#### [DOCUMENT EXCERPT]
*** Block opens ***

The video Euthanasia considers the ethical issue from the point of view of the law, ethics, religion, and philosophy. It does not appear to take a stance, but it portrays euthanasia as a phenomenon that is unlikely to disappear. The film offers a comprehensive overview of various attitudes as well as the objective advantages and disadvantages of the topic and demonstrates cases, opinions (for example, Dignity in Dying), and personal stories (Campbell or Dr. Nitschke) that can serve as illustrations to key points.
I believe that every person has the right to decide whether to live or die. They are going to make the choice that is in line with their beliefs (including religious ones) and priorities, which makes their decision the only one that is applicable to them. However, this decision can be made only by the person with full mental capacity. It is extremely unethical, in my opinion, to call the doctors who assist in suicide murderers: it is apparent that they help an ill person to perform an act that he or she wants to but cannot do, which is perfectly moral. As for the problem of the possibility of abusing the right to assist in suicide, I suppose that it can be alleviated through multiple inspections.
Analysis: Various Perspectives
While the Kantian perspective is likely to be used to oppose euthanasia (since killing someone is an immoral deed), there is a nuance. According to Kant, the consequences of an action are less important than its motive. The doctors who agree to perform euthanasia have the best of intentions. Moreover, they do the humane thing and treat their patients as humans with free will and the capability to make decisions. In other words, the Kantian perspective could have explained and defended euthanasia, but this approach presupposes a pre-existing moral code, and the imperative of not killing makes assisted suicide immoral.
The utilitarian perspective explains and supports euthanasia since the latter is directly concerned with the minimization of pain for everyone from the patient to the relatives and doctors who watch the sufferings. It is noteworthy, though, that the utilitarian perspective explains any kind of euthanasia, including that for the patients who cannot (or do not) agree to be euthanized. I would not say that this perspective corresponds to my ideas on the topic.
I think that the social contract perspective could be applied to euthanasia since it explains both the reason for the assistance in suicide (that shows respect towards another person and corresponds to the rule of the freedom of choice) and the need for the laws that would regulate this process. However, the existing rules make euthanasia a controversial issue: while we are free beings and should have the right to end our lives, murder is outlawed, and there is no concept of lawful merciful murder in most countries. However, the countries that have the concept and relevant rules can use this approach to argue for euthanasia.
The applicability of virtue ethics to euthanasia is a questionable issue that depends on whether we consider assisted suicide a positive or negative thing. To sum up, none of the approaches appears to make the problem of euthanasia less controversial while supporting my opinion with the exception of the social contract perspective for the countries with legalized assisted suicide.
I have seen two slow, painful deaths from cancer. We live longer nowadays; the population grows older and is more likely to develop age-related diseases including cancer. Painful deaths are common and are likely to become more common. The two people I knew wanted to stay alive despite the pain; I cannot imagine either of them asking for euthanasia. However, my experience is limited. Also, I remember what it looked like, and I would not blame anyone for wanting to give it up. I think that euthanasia is a personal decision, but I understand both its proponents and opponents. In any case, it appears that the debate around the issue will be ongoing.

*** Block closes ***

#### [ENTRIES SHOWN]
*** Block opens ***

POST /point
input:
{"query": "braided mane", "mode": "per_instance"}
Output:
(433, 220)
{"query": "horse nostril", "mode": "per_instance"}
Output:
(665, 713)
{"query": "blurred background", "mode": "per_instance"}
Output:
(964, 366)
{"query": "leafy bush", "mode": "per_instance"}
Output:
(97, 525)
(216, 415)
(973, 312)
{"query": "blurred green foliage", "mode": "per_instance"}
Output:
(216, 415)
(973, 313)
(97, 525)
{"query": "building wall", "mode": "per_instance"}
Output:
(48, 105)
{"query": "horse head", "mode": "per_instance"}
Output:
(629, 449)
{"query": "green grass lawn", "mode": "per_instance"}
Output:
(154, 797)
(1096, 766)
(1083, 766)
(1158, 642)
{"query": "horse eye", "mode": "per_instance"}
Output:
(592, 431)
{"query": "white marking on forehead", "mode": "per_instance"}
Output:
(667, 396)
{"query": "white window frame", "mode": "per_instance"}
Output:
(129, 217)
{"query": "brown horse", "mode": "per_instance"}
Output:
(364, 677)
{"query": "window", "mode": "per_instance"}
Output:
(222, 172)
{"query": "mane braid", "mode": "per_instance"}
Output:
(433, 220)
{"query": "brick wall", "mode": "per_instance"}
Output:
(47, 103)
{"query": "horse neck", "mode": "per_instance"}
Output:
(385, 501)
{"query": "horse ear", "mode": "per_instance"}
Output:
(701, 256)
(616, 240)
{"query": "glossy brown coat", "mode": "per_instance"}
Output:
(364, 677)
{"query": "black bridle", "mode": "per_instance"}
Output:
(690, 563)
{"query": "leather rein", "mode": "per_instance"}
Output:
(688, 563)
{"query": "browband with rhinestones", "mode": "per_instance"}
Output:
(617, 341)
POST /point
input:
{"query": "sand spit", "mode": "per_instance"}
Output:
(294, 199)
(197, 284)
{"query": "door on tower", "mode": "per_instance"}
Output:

*** Block closes ***

#### [SET OF TASKS]
1: Reproduce the passage of the euthanasia essay between "I believe that" and "through multiple inspections.", inclusive.
2: Name each ethical perspective the euthanasia essay examines under its "Analysis: Various Perspectives" heading.

#### [EXERCISE RESULTS]
1:
I believe that every person has the right to decide whether to live or die. They are going to make the choice that is in line with their beliefs (including religious ones) and priorities, which makes their decision the only one that is applicable to them. However, this decision can be made only by the person with full mental capacity. It is extremely unethical, in my opinion, to call the doctors who assist in suicide murderers: it is apparent that they help an ill person to perform an act that he or she wants to but cannot do, which is perfectly moral. As for the problem of the possibility of abusing the right to assist in suicide, I suppose that it can be alleviated through multiple inspections.

2:
- Kantian perspective
- Utilitarian perspective
- Social contract perspective
- Virtue ethics